文章
--------------------

第七章 平等与不平等 四 “奉献”:中法黄埔条约

继美国而来的,是法国。

作为欧洲强国,法国的利益主要在欧陆、北非、北美等地,其在东方的商业利益较小,来华商船不及英国十分之一,贸易额仅为美国的零头。其向东方的扩张,仍属开拓性的,且有注重商业以外领域的特点。

当鸦片战争刚刚开始,法驻马尼拉总领事(兼管对华事务)即向国内报告,要求派舰来华,此时正在中国沿海的法舰达内德(Danaide)号舰长亦报告了战况。法国政府为确保其在中国“应有”的地位,派舰两艘来华搜集情报,并指定真盛意(Adolphe Dubois de Jancigny)为国王特使。1841年4月28日,真盛意搭乘法舰埃里戈纳(Erigone)号启程,12月8日,抵达澳门。

此时正值鸦片战争紧要关头,这艘载炮46门、官兵400余名的战舰引起广东官员的注重,而英法长久不和、法舰前来“助顺”的流言,更合他们“以夷制夷”的心思。尽管法国政府给予真盛意的使命有如观察使,但他不愿袖手旁观。

比真盛意更活跃的是埃里戈纳号舰长士思利(Joseph de la Serviere)。就其本国地位而言,士思利与真盛意同为上校,从日后的发展来看,士思利又要高出许多。他没有把真盛意放在眼中,私下通过传教士与中国官员接上了联系。1842年1月27日,士思利驾船来到广州,据其自称,得到了邀请。

--------------------

任务说明 1
根据这篇关于中法黄埔条约的文章作答:
(a) 法国来华商船的数量与英国相比如何?
(b) 真盛意搭乘埃里戈纳号于哪一天启程?
(c) 士思利于哪一天驾船来到广州?

(数据集中的记录)
--------------------

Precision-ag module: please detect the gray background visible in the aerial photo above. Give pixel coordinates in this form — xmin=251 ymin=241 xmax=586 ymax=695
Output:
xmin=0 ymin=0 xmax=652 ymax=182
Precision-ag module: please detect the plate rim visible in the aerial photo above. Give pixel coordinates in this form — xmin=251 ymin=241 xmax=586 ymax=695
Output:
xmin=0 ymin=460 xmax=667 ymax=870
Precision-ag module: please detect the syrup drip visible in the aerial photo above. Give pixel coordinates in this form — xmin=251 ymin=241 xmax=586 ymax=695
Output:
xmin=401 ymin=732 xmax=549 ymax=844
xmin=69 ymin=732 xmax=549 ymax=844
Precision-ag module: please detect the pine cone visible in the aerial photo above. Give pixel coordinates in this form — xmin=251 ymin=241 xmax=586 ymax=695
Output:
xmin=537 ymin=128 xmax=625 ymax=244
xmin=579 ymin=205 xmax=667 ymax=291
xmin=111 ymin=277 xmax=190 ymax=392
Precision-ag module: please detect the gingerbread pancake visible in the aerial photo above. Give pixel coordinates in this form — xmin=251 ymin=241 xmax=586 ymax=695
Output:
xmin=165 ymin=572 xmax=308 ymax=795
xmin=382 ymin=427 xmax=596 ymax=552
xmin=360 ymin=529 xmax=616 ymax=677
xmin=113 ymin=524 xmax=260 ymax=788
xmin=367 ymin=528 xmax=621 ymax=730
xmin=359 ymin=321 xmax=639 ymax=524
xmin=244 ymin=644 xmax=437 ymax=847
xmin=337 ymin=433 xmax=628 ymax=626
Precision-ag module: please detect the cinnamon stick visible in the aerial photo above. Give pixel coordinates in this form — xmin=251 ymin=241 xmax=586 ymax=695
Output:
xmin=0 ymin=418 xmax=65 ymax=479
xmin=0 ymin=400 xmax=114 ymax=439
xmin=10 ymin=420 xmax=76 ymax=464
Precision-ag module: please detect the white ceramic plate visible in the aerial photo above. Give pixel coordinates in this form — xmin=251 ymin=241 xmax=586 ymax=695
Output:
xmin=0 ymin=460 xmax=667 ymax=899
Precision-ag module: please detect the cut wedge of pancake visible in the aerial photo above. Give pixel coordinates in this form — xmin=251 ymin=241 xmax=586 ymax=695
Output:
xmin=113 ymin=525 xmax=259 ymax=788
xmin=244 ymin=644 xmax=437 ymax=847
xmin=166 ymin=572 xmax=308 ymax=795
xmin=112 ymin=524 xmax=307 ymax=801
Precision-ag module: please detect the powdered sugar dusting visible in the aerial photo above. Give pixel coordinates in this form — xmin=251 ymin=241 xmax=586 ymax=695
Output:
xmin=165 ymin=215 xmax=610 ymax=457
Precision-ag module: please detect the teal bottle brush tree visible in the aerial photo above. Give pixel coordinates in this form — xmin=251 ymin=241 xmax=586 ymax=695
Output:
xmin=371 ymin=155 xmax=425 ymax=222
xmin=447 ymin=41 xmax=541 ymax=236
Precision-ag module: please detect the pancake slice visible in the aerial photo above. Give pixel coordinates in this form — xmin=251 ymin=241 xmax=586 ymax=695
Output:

--------------------

任务说明 2
将数据行中从包含“Precision-ag module: please detect the teal”的那一行起、到数据行最后一行止的各行(两端都算在内)整理成 Markdown 表格,两列分别命名为“行号”和“内容”,空行不列入。

完整答案 1
(a) 不及英国的十分之一。
(b) 1841年4月28日。
(c) 1842年1月27日。

完整答案 2
| 行号 | 内容 |
|---|---|
| 1 | Precision-ag module: please detect the teal bottle brush tree visible in the aerial photo above. Give pixel coordinates in this form — xmin=251 ymin=241 xmax=586 ymax=695 |
| 2 | Output: |
| 3 | xmin=371 ymin=155 xmax=425 ymax=222 |
| 4 | xmin=447 ymin=41 xmax=541 ymax=236 |
| 5 | Precision-ag module: please detect the pancake slice visible in the aerial photo above. Give pixel coordinates in this form — xmin=251 ymin=241 xmax=586 ymax=695 |
| 6 | Output: |